• **YOUR OBJECTIVE**:
Put every nonblank line of the rows below into a Markdown table with two columns, No. for the line's position counting from 1 and Text for the line itself.

• **INFORMATION SHOWN**:
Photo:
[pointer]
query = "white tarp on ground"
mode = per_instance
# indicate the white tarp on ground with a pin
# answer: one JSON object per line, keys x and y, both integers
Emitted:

• **RESULT FOR THIS TASK**:
| No. | Text |
|---|---|
| 1 | Photo: |
| 2 | [pointer] |
| 3 | query = "white tarp on ground" |
| 4 | mode = per_instance |
| 5 | # indicate the white tarp on ground with a pin |
| 6 | # answer: one JSON object per line, keys x and y, both integers |
| 7 | Emitted: |